**Given text:**
Content starts

Last week, I heard a podcast from CBC’s The Current discussing a YA trend dubbed “sick lit”: books that glorify illness and harmful behavior (cancer, suicide, cutting, etc.). One of the examples discussed was Thirteen Reasons Why; another was The Fault in Our Stars. (I’ve read both; my thoughts about them are on Goodreads.) The heart of the conversation was whether these novels glorify harmful behavior and encourage depression. Do young readers need to be protected from books that might leave them feeling hopeless, or, worse, like they should hurt themselves?
These discussions around appropriate YA literature seem to come up a few times a year. In 2011, it was the Wall Street Journal’s “Darkness Too Visible” article that ignited passionate discussion about what dark, edgy stories could be doing to impressionable youth. (Click here for a good summary of the controversy.) And last year, there were many articles wondering whether the popularity of The Hunger Games trilogy was a good thing or not, considering that the premise is young teens fighting each other to the death. (Discussed here, here, also here.)
Full disclosure: as a young teen, I went through a kid-dying-of-cancer stage. I practically cleared my local library out of all the books starring a young protagonist dealing with her mortality along with all the other issues of adolescence (namely, does my crush like me back?). I branched out into books narrated by a teen whose sibling had died (either suddenly, usually in a car accident, or slowly, from illness). And then I devoured series after series of teen horror fiction (usually by R.L. Stine, Christopher Pike, and D.E. Athkins)–those books were littered with teen corpses by the end. Had I stumbled on a book about cutting, I’m sure I would have read it. However, despite my macabre tastes, I was an optimistic and well-adjusted teenager.

Content ends

**Source information:**
Content starts

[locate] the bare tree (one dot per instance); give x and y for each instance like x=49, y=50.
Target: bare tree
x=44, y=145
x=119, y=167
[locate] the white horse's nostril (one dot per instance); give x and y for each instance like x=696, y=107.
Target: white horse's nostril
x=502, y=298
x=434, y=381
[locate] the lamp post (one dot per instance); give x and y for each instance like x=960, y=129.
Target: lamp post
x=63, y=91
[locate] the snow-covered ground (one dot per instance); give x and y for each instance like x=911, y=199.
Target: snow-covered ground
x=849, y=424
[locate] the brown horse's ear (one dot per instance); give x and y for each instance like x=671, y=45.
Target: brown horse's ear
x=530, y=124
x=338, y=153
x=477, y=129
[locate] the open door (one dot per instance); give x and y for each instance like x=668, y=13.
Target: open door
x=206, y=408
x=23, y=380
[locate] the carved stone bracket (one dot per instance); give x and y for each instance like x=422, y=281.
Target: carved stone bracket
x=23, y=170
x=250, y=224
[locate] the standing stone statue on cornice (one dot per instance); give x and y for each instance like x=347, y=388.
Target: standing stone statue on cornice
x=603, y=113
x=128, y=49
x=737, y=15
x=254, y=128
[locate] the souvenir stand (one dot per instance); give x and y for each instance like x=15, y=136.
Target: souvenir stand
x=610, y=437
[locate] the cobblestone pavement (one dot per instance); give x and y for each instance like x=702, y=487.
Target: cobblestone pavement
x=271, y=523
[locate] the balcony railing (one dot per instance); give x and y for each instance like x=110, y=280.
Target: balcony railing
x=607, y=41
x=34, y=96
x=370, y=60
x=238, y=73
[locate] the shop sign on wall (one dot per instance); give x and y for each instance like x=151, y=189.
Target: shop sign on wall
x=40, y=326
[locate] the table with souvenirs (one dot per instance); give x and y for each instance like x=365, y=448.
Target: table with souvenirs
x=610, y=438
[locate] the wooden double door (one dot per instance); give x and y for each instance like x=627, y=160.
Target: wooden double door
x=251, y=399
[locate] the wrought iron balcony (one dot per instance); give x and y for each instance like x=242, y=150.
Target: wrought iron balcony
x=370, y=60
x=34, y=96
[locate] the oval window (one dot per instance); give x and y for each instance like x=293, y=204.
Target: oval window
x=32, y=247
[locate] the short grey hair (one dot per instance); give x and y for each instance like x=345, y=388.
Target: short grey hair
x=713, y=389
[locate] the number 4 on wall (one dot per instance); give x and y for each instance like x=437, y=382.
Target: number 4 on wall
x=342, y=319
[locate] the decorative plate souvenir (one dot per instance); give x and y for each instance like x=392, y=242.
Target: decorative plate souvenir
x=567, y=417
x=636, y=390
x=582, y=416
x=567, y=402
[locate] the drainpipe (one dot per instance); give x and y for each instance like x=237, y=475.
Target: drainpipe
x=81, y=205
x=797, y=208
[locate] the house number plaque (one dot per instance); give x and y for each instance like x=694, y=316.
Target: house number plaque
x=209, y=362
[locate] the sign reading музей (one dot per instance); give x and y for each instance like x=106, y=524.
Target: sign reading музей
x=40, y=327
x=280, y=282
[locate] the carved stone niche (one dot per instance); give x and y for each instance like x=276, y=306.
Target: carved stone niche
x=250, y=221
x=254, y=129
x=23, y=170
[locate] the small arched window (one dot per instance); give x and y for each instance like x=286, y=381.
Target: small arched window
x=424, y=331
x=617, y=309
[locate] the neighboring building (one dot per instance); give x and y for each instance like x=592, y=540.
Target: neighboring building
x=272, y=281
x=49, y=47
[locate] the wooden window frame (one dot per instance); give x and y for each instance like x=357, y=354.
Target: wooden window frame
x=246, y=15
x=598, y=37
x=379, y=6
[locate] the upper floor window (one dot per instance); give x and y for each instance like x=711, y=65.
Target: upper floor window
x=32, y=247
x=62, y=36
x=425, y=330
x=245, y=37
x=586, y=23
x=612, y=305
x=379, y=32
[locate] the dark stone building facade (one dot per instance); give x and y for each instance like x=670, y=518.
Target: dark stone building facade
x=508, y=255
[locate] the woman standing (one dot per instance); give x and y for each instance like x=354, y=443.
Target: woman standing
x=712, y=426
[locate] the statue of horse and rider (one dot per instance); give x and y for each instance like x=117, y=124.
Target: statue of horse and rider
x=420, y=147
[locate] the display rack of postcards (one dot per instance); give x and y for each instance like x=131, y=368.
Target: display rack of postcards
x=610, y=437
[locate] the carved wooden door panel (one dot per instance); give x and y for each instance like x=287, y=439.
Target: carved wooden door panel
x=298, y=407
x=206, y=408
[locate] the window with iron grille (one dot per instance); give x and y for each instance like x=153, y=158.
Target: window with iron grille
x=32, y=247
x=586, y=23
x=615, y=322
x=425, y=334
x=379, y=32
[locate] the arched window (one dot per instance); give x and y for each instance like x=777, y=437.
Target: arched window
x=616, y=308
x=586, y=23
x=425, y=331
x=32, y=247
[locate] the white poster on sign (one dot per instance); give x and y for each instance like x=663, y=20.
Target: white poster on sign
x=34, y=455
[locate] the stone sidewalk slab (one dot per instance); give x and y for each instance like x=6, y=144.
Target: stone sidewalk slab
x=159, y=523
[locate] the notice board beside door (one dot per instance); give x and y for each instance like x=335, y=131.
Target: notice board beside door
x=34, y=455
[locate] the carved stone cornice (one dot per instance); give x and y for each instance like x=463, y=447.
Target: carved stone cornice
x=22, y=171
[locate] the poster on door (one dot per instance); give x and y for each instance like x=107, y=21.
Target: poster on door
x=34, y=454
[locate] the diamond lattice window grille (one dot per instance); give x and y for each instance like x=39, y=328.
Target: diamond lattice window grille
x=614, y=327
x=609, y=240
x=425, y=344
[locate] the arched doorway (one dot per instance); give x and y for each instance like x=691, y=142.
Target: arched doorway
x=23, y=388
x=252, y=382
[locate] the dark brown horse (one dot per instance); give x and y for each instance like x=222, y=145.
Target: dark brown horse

Content ends

**Assignment A:**
Answer these questions from the post about "sick lit":
(i) Which CBC program had the podcast that discussed the trend?
(ii) In what year did the Wall Street Journal's "Darkness Too Visible" article stir up discussion?
(iii) Which three authors of teen horror fiction does the writer name?
**Assignment B:** Write the next part of the post about "sick lit," picking up right after its last sentence.
The entries are separate material and have nothing to do with the post about "sick lit."

**Answer section A:**
(i) The Current
(ii) 2011
(iii) R.L. Stine, Christopher Pike, and D.E. Athkins

**Answer section B:**
As a YA author, I have not written anything that could conceivably be called sick lit. Yet. But there are all sorts of stories that appeal to me, and I appreciate the story-potential of the darker side of life. After all, without conflict and adversity, there’s no story to tell.
For example, if I start telling you about my trip to the grocery store yesterday, you immediately assume that something went wrong–there was a really long line! Someone was rude to me! I saw a celebrity! I ran into my ex with his new wife and baby! If I tell you that I just bought some bread and eggs and left, you’re going to conclude that I’m the most boring person you know. The author’s job is to tell a good story and to tell it well. Period.
Therefore, if one thing is certain, it’s this: authors will continue to write all sorts of stories, teens will continue to devour the ones that resonate with them, and reviewers will continue to attack and defend trends in YA literature.
Now, if you’ll excuse me, I must get back to my work-in-progress about a teenage girl who is battling leukemia while trying to solve the murder of her best friend, who was also her first crush. And a vampire.